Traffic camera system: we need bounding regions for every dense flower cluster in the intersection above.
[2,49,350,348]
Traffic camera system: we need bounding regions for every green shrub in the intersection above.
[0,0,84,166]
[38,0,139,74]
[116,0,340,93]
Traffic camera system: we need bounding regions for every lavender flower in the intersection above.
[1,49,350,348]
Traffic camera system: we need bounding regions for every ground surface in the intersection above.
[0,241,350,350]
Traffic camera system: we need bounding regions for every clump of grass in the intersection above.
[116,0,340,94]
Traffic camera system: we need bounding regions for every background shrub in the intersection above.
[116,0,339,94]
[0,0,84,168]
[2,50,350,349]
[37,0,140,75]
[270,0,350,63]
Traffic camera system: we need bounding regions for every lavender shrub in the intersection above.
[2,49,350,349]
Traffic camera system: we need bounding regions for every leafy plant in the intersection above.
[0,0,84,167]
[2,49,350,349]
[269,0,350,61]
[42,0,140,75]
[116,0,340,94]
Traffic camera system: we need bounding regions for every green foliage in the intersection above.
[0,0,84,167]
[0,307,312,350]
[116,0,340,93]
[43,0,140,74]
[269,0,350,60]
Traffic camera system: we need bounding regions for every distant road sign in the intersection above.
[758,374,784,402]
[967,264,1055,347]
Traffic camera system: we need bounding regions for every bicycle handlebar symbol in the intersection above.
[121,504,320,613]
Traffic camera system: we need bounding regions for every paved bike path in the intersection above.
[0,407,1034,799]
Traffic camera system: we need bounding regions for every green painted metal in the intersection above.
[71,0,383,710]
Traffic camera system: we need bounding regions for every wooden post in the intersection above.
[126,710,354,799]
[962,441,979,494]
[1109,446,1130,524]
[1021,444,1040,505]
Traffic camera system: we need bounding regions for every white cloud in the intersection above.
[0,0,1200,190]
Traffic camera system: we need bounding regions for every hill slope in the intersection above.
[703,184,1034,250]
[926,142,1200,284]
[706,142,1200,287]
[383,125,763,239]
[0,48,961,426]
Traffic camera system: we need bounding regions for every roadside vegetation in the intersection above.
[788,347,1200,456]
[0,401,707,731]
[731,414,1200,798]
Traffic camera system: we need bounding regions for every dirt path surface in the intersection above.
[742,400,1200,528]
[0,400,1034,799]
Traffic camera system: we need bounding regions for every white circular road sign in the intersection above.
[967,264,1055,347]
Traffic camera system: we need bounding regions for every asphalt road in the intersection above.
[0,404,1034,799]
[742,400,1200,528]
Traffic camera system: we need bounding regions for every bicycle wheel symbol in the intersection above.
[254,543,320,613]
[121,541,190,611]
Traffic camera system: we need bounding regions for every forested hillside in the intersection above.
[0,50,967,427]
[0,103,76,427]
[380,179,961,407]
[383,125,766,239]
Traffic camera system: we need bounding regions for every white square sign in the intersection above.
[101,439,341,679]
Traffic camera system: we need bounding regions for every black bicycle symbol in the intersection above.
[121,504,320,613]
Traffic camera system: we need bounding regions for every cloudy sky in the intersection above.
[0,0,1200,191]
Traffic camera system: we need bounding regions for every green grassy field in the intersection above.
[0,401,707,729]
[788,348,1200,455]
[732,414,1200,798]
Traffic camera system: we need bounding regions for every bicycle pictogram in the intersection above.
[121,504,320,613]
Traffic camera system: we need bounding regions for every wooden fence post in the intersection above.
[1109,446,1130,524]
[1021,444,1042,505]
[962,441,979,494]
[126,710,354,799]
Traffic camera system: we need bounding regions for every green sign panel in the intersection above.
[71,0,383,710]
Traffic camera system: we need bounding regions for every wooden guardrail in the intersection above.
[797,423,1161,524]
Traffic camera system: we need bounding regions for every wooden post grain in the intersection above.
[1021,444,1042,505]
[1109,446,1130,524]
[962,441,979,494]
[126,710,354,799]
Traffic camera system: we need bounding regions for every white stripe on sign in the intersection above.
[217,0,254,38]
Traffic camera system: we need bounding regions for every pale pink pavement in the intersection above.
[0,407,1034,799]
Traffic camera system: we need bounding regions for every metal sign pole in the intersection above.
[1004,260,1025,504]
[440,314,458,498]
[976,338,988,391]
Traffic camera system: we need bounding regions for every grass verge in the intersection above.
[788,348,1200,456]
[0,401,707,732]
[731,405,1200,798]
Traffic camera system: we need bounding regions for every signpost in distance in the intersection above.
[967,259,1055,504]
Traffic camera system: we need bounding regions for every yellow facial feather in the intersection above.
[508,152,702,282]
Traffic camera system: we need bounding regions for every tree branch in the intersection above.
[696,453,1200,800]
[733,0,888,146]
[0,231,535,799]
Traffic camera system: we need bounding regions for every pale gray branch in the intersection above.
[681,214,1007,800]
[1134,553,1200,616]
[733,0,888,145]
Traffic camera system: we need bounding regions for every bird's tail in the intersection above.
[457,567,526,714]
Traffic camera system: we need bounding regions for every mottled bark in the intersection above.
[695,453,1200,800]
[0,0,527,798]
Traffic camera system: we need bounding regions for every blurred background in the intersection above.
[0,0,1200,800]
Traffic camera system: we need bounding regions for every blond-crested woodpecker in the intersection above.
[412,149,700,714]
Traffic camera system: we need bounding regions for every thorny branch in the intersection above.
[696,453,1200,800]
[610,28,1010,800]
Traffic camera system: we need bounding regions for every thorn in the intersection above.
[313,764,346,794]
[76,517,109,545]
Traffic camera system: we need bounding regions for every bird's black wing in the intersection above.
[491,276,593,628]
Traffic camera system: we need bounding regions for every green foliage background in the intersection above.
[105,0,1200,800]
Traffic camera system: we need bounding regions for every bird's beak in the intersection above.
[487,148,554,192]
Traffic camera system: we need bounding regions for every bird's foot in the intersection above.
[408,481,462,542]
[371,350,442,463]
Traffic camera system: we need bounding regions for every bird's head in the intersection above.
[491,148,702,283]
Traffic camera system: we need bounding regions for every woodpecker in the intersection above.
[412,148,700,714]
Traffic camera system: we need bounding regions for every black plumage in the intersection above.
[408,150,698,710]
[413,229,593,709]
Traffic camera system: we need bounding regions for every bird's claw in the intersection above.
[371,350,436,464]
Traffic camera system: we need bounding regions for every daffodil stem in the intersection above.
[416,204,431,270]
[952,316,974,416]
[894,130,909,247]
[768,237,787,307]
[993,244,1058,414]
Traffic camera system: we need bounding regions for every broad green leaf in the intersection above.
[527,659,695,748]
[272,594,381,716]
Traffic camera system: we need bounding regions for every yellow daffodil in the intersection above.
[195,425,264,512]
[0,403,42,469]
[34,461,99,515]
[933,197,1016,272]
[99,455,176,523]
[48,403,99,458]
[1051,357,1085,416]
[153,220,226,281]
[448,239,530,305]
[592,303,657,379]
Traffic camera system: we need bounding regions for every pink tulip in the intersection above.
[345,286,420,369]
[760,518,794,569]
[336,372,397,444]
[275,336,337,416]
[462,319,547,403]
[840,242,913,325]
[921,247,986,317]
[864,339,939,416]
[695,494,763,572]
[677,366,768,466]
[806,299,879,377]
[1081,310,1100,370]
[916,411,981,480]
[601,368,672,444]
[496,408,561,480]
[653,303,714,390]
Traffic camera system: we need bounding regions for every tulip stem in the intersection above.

++++++++++++++++++++

- _Exercise prompt_:
Present every one of the records above as a numbered list, leaving out blank lines.

- _Task response_:
1. Traffic camera system: we need bounding regions for every dense flower cluster in the intersection above.
2. [2,49,350,348]
3. Traffic camera system: we need bounding regions for every green shrub in the intersection above.
4. [0,0,84,166]
5. [38,0,139,74]
6. [116,0,340,93]
7. Traffic camera system: we need bounding regions for every lavender flower in the intersection above.
8. [1,49,350,348]
9. Traffic camera system: we need bounding regions for every ground surface in the intersection above.
10. [0,241,350,350]
11. Traffic camera system: we need bounding regions for every clump of grass in the intersection above.
12. [116,0,340,94]
13. Traffic camera system: we need bounding regions for every background shrub in the intersection above.
14. [116,0,339,94]
15. [0,0,84,168]
16. [2,50,350,349]
17. [37,0,140,75]
18. [270,0,350,63]
19. Traffic camera system: we need bounding regions for every lavender shrub in the intersection above.
20. [2,49,350,349]
21. Traffic camera system: we need bounding regions for every leafy plant in the intersection above.
22. [0,0,84,167]
23. [2,49,350,349]
24. [269,0,350,61]
25. [42,0,140,75]
26. [116,0,340,94]
27. Traffic camera system: we need bounding regions for every green foliage in the intersection above.
28. [0,0,84,167]
29. [0,307,312,350]
30. [116,0,340,93]
31. [43,0,140,74]
32. [269,0,350,60]
33. Traffic camera system: we need bounding regions for every distant road sign in the intersection above.
34. [758,374,784,402]
35. [967,264,1055,347]
36. Traffic camera system: we need bounding regions for every bicycle handlebar symbol in the intersection above.
37. [121,504,320,613]
38. Traffic camera system: we need bounding regions for every paved bike path in the intersection above.
39. [0,407,1034,799]
40. Traffic camera system: we need bounding regions for every green painted metal in the intersection above.
41. [71,0,383,710]
42. Traffic camera system: we need bounding regions for every wooden post in the intersection above.
43. [126,710,354,799]
44. [962,441,979,494]
45. [1109,446,1130,524]
46. [1021,444,1040,505]
47. Traffic camera system: we need bounding regions for every white cloud in the intersection above.
48. [0,0,1200,190]
49. Traffic camera system: we need bounding regions for every hill slope in the intersection above.
50. [703,184,1034,250]
51. [926,142,1200,284]
52. [706,142,1200,287]
53. [383,125,763,239]
54. [0,48,961,426]
55. Traffic camera system: we need bounding regions for every roadside vegetation in the intersection above.
56. [788,347,1200,456]
57. [0,401,707,731]
58. [731,414,1200,798]
59. Traffic camera system: we need bounding regions for every dirt path surface in the intersection above.
60. [742,400,1200,528]
61. [0,400,1034,799]
62. Traffic camera system: we need bounding regions for every white circular road sign in the intersection above.
63. [967,264,1055,347]
64. Traffic camera system: we need bounding regions for every asphalt road in the intersection above.
65. [0,404,1034,799]
66. [742,400,1200,528]
67. Traffic camera system: we need bounding regions for every bicycle wheel symbol in the intersection above.
68. [254,543,320,613]
69. [121,541,190,611]
70. Traffic camera system: we need bounding regions for every forested hillside in the intersection above.
71. [0,50,967,427]
72. [0,103,76,427]
73. [380,179,961,407]
74. [383,125,766,239]
75. Traffic camera system: we need bounding regions for every white square sign in the intersection above.
76. [101,439,341,679]
77. Traffic camera system: we need bounding regions for every black bicycle symbol in the intersection above.
78. [121,504,320,613]
79. Traffic camera system: we need bounding regions for every cloudy sky in the intersection above.
80. [0,0,1200,191]
81. Traffic camera system: we need bounding regions for every green grassy field in the intersection above.
82. [0,401,707,729]
83. [788,348,1200,455]
84. [732,414,1200,798]
85. Traffic camera system: we need bounding regions for every bicycle pictogram in the intersection above.
86. [121,504,320,613]
87. Traffic camera system: we need bounding regions for every wooden fence post in the intersection above.
88. [1109,446,1130,524]
89. [1021,444,1042,505]
90. [962,441,979,494]
91. [126,710,354,799]
92. Traffic camera system: we need bounding regions for every green sign panel in the intersection above.
93. [71,0,383,710]
94. Traffic camera system: we need bounding regions for every wooden guardrail in the intersection above.
95. [797,423,1161,524]
96. Traffic camera system: we need bounding regions for every wooden post grain in the intersection above.
97. [1021,444,1042,505]
98. [1109,446,1130,524]
99. [962,441,979,494]
100. [126,710,354,799]
101. Traffic camera system: we need bounding regions for every white stripe on sign in the intersection above.
102. [217,0,254,38]
103. Traffic camera system: we need bounding regions for every pale pink pavement in the intersection above.
104. [0,407,1034,799]
105. Traffic camera system: we need bounding regions for every metal sign pole in the intersection above.
106. [1004,260,1025,504]
107. [440,314,458,498]
108. [976,338,988,391]
109. Traffic camera system: we need bounding regions for every grass verge in the intersection above.
110. [788,348,1200,456]
111. [0,401,707,732]
112. [731,405,1200,798]
113. Traffic camera system: we need bounding regions for every signpost in distance in the intersection above.
114. [967,259,1055,504]
115. Traffic camera system: we need bounding regions for every yellow facial feather in the intersection above.
116. [508,152,702,282]
117. Traffic camera system: we need bounding regions for every tree branch in the intersection above.
118. [696,453,1200,800]
119. [733,0,888,146]
120. [0,231,535,799]
121. Traffic camera system: we need bounding regions for every pale gray branch in the intersection above.
122. [681,214,1007,800]
123. [1134,553,1200,616]
124. [733,0,888,145]
125. Traffic camera system: we need bounding regions for every bird's tail in the intersection above.
126. [457,567,526,714]
127. Traffic camera system: we need bounding regions for every mottled bark in the intersection above.
128. [695,453,1200,800]
129. [0,0,527,798]
130. Traffic camera system: we need bounding regions for every blurred background in the intersection above.
131. [0,0,1200,800]
132. Traffic camera system: we need bounding regions for every blond-crested woodpecker in the intersection above.
133. [412,149,700,714]
134. Traffic camera system: we need bounding regions for every thorny branch in the intersection above.
135. [696,453,1200,800]
136. [610,28,1010,800]
137. Traffic camera system: we need bounding regions for every thorn in the intersection above.
138. [313,764,346,794]
139. [76,517,109,545]
140. Traffic camera system: we need bounding regions for every bird's black wing in the intersection above.
141. [491,276,593,628]
142. Traffic camera system: we need bounding regions for every green foliage background in the intersection above.
143. [105,0,1200,800]
144. Traffic camera system: we need bounding regions for every bird's beak in the intersection above.
145. [487,148,554,192]
146. Traffic camera system: we need bounding regions for every bird's foot in the intersection above.
147. [408,481,462,542]
148. [371,350,442,463]
149. Traffic camera system: we need bounding regions for every bird's head in the intersection above.
150. [491,148,702,283]
151. Traffic camera system: we need bounding regions for every woodpecker in the intersection above.
152. [412,148,700,714]
153. Traffic camera system: we need bounding regions for every black plumage in the intersection above.
154. [408,150,698,710]
155. [413,229,593,709]
156. Traffic camera system: we need bounding regions for every bird's claw in the intersection above.
157. [371,350,436,464]
158. Traffic camera system: we need bounding regions for every daffodil stem in the intersection above.
159. [416,204,431,270]
160. [952,316,974,416]
161. [894,130,909,247]
162. [768,237,787,307]
163. [993,244,1058,414]
164. Traffic camera system: we need bounding regions for every broad green leaf in the intersection above.
165. [527,659,695,748]
166. [272,594,381,716]
167. Traffic camera system: we need bounding regions for every yellow daffodil in the intersection above.
168. [195,425,264,512]
169. [0,403,42,469]
170. [34,461,99,515]
171. [933,197,1016,272]
172. [99,455,176,523]
173. [48,403,99,458]
174. [1051,357,1085,416]
175. [153,220,226,281]
176. [448,239,530,305]
177. [592,303,657,379]
178. Traffic camera system: we need bounding regions for every pink tulip in the intersection above.
179. [345,286,420,369]
180. [760,518,794,569]
181. [336,372,397,444]
182. [275,336,337,416]
183. [462,319,547,403]
184. [840,242,913,325]
185. [921,247,986,317]
186. [864,339,939,416]
187. [695,494,763,572]
188. [677,366,768,466]
189. [806,299,879,377]
190. [1081,310,1100,370]
191. [916,411,981,480]
192. [601,368,672,444]
193. [496,408,561,480]
194. [653,303,714,390]
195. Traffic camera system: we need bounding regions for every tulip stem in the intersection above.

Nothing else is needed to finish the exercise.